▶ [Problem description]
Quote each of the entries below word for word, leaving the pictures out of your answer.

▶ [Data for this exercise]

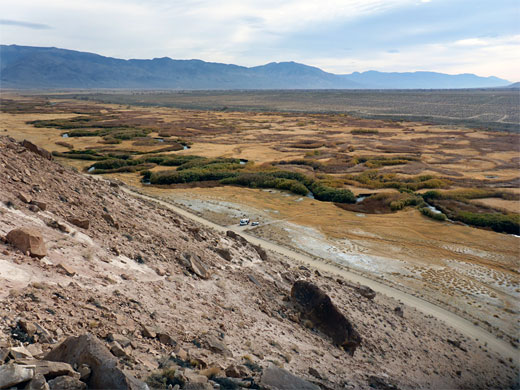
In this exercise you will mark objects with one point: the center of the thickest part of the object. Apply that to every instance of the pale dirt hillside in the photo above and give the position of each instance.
(128, 270)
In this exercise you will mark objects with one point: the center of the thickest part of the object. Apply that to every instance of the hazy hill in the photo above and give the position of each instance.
(43, 67)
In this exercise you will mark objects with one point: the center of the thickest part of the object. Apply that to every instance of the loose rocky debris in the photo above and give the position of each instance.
(28, 241)
(146, 292)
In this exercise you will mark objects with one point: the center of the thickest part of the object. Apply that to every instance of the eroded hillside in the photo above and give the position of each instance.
(123, 268)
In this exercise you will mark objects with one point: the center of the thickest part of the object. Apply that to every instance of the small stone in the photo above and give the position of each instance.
(193, 377)
(28, 240)
(196, 266)
(35, 350)
(117, 350)
(110, 220)
(65, 268)
(28, 327)
(215, 345)
(314, 373)
(367, 292)
(38, 382)
(13, 374)
(224, 253)
(233, 372)
(181, 353)
(150, 331)
(20, 353)
(79, 222)
(165, 338)
(26, 198)
(4, 353)
(84, 372)
(41, 205)
(66, 383)
(121, 340)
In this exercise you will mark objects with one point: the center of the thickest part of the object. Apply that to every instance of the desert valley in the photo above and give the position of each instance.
(411, 227)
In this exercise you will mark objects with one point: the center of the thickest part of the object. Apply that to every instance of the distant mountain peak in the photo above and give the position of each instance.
(50, 67)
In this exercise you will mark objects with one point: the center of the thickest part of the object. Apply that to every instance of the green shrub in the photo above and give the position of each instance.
(188, 176)
(329, 194)
(364, 131)
(502, 223)
(267, 180)
(471, 193)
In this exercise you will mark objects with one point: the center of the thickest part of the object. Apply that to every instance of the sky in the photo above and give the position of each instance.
(338, 36)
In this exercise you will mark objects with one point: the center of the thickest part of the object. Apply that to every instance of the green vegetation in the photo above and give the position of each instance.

▶ [The answer]
In this exercise you will mark objects with one point: the center of the thickest part of the object. Apply that to every instance of the pale dirt hillside in the photo above and give the position of each instance.
(128, 270)
In this exercise you will mark objects with one point: the center of the thickest part of the object. Apply that to every instance of the hazy hill in the photo above and give the position of each instance.
(43, 67)
In this exercise you will mark objects with one point: the center of the thickest part of the object. Apply that to every instance of the loose rocky debris in the photo above and give the position of each instance.
(28, 241)
(146, 292)
In this exercise you will mark objects with one point: the center of the thickest part of the object. Apply that to every instance of the eroded hillside in the photo above and give the position of each instance.
(123, 268)
In this exercise you will mark objects with one point: the center of the thickest part of the object. Apply that to every instance of the small stone in the photo above and give the position of each instance.
(193, 377)
(28, 240)
(196, 266)
(35, 350)
(117, 350)
(110, 220)
(65, 268)
(28, 327)
(215, 345)
(314, 373)
(367, 292)
(38, 382)
(13, 374)
(224, 253)
(233, 372)
(181, 353)
(150, 331)
(20, 353)
(79, 222)
(165, 338)
(26, 198)
(4, 353)
(84, 372)
(41, 205)
(66, 383)
(121, 340)
In this exercise you will mark objects with one point: the center of the thickest part of the object. Apply that to every instance of the desert valley in the photo above and give the position of each instance.
(411, 227)
In this exercise you will mark objects with one point: the center of the thickest part of the object. Apply that to every instance of the distant mountain peak in the photo above and give the position of each instance.
(50, 67)
In this exercise you will mark objects with one point: the center of the thickest part of the object. Apply that to every instance of the green shrub in the photo above and give the position of each instance.
(188, 176)
(329, 194)
(364, 131)
(502, 223)
(267, 180)
(471, 193)
In this exercise you will mark objects with one point: the center of the thickest part of the object. Apply that to every instance of the sky in the photo above and give the position of each instance.
(338, 36)
In this exercise you will mark objects with one point: the center of the thickest part of the object. Apply that to every instance of the green vegetation in the photo above and give the position of each instance.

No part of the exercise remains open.